YOUR GOAL: Count how many lines of the items below contain the string "positive", matching case exactly. Give only the number.

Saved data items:
---------------

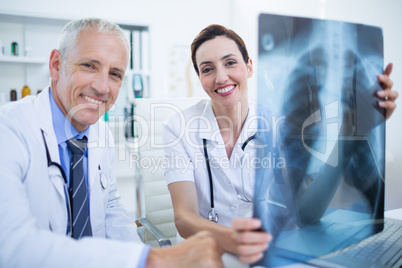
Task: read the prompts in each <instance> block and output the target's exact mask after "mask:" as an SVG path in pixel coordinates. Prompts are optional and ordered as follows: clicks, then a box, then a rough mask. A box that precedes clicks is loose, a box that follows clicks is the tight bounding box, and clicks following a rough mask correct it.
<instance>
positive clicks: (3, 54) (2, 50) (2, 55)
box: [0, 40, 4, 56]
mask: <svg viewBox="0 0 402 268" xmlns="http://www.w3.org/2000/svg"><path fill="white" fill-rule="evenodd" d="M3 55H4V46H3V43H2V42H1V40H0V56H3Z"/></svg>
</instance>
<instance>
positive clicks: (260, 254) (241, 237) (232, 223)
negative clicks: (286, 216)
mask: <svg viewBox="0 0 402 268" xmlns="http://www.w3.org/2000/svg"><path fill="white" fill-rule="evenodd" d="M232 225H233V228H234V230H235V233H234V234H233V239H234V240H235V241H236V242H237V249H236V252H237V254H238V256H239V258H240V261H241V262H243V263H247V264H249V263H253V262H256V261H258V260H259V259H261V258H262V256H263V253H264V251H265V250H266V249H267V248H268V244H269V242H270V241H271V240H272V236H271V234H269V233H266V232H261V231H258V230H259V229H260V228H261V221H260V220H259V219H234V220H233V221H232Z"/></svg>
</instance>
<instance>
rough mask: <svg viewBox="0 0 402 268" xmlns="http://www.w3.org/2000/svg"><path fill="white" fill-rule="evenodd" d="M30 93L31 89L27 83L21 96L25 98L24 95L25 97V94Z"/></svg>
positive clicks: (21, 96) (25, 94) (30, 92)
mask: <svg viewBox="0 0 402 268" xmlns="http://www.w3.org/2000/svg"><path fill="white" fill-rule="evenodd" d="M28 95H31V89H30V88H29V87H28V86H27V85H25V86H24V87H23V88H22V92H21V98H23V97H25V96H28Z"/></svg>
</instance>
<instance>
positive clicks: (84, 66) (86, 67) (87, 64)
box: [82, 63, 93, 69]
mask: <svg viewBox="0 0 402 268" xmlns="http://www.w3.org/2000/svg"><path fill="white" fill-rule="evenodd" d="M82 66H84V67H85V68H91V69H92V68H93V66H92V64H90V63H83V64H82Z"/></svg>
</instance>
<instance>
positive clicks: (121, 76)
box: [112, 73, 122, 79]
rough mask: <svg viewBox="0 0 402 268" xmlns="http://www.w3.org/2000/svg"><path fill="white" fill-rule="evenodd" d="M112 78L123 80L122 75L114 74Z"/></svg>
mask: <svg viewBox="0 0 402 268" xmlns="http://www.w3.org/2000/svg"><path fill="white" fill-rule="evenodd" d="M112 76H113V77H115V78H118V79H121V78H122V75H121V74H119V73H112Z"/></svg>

---------------

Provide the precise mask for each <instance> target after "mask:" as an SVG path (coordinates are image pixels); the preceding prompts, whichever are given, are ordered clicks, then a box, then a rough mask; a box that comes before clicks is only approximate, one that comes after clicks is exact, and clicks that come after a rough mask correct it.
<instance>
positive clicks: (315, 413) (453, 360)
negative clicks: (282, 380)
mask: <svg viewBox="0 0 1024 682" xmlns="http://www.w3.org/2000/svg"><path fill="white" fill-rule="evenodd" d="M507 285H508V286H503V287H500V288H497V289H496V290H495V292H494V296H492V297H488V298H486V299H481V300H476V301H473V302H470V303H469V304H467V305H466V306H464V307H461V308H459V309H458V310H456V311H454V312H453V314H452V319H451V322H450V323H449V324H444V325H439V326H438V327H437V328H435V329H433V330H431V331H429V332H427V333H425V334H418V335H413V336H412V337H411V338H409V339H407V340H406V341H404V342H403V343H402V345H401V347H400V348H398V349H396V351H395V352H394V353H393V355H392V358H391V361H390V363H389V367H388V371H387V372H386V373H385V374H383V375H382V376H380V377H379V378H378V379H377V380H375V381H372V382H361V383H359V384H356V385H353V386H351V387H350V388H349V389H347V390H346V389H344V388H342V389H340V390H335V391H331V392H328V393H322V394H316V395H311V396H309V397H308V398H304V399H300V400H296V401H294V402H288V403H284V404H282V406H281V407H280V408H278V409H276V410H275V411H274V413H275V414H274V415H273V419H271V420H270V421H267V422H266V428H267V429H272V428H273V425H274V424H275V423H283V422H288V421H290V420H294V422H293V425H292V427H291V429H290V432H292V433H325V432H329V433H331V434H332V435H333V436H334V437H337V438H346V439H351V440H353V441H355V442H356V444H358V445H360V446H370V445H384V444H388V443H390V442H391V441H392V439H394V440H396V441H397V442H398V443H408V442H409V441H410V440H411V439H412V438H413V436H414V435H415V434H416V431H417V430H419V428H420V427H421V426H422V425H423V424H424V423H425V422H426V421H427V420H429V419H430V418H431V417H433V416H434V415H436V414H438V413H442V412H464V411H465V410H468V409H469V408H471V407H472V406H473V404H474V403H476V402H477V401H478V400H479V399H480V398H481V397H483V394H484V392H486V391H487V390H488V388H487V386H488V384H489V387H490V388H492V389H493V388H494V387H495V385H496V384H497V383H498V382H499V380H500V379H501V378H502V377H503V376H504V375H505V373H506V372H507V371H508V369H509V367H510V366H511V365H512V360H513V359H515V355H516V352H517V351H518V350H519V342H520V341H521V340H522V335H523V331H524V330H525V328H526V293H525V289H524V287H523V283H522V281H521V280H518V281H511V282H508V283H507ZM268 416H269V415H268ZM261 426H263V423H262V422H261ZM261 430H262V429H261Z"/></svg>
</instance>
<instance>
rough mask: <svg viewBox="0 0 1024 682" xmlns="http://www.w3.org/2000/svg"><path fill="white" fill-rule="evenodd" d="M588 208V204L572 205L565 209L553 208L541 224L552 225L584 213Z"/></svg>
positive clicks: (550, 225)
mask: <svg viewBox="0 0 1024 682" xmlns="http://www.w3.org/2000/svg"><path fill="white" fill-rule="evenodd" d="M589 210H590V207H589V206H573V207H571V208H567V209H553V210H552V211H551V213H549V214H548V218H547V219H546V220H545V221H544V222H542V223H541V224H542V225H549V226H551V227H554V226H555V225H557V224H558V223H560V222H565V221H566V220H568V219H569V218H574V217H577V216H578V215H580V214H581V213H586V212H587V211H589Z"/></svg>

---------------

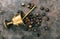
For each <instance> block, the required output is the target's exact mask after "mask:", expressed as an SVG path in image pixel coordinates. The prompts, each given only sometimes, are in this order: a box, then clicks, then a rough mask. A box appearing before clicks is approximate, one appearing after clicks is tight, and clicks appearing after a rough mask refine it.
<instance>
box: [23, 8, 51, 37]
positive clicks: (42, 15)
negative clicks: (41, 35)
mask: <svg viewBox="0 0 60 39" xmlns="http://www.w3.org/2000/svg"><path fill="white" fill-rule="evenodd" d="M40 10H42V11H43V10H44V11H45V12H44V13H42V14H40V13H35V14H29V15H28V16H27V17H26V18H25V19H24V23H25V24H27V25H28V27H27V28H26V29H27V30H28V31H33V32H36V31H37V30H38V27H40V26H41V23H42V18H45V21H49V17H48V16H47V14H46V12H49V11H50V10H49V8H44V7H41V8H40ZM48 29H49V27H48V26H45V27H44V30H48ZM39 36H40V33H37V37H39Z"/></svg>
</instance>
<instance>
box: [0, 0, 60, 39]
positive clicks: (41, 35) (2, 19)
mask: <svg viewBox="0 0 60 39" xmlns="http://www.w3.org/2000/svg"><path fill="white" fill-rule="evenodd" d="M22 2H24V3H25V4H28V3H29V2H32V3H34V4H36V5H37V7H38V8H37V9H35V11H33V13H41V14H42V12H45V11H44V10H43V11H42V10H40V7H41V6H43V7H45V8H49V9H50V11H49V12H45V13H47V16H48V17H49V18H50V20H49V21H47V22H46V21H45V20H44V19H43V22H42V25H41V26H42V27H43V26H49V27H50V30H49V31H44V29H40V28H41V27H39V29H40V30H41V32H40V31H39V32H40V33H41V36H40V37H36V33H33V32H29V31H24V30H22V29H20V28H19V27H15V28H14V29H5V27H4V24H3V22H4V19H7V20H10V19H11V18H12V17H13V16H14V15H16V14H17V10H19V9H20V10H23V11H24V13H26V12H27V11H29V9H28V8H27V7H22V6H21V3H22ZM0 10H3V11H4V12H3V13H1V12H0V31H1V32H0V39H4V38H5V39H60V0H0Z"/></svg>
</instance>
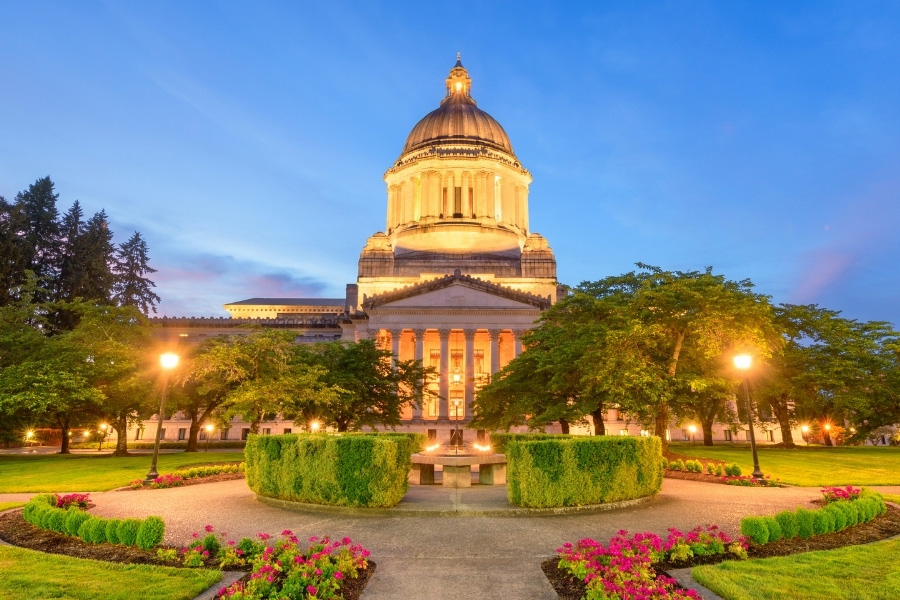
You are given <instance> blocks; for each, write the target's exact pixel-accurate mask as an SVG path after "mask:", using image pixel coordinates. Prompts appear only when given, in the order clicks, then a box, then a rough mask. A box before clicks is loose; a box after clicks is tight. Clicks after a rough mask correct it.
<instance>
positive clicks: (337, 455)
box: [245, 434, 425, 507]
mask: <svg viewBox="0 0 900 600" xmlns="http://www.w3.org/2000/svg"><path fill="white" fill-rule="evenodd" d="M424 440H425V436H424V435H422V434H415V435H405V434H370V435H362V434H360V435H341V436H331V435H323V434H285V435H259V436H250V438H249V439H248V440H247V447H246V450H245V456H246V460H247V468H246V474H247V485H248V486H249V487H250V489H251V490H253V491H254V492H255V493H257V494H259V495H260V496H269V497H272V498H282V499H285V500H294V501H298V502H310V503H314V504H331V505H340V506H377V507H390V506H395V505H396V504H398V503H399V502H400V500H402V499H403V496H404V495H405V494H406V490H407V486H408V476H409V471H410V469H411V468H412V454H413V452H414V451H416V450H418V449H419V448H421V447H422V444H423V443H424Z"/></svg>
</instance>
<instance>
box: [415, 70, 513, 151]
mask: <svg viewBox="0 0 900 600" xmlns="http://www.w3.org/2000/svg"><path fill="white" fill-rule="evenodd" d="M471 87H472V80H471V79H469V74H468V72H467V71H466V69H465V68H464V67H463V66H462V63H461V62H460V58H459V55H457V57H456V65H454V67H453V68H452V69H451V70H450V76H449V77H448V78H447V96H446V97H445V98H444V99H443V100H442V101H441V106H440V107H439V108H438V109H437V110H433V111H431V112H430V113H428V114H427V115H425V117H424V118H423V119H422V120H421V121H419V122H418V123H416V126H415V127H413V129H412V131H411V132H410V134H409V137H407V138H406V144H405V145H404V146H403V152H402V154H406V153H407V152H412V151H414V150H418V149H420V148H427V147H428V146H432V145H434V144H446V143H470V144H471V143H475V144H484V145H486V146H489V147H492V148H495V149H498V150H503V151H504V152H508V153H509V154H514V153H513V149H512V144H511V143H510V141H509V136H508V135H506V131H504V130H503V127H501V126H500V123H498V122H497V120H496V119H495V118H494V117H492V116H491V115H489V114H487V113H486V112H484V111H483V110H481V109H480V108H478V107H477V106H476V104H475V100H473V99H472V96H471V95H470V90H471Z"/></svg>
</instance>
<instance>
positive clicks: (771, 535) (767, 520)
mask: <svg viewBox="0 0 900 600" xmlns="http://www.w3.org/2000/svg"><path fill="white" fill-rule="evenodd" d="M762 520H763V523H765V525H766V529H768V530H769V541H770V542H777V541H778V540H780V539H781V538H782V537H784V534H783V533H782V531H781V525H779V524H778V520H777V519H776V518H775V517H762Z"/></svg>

---------------

TASK RESPONSE: 11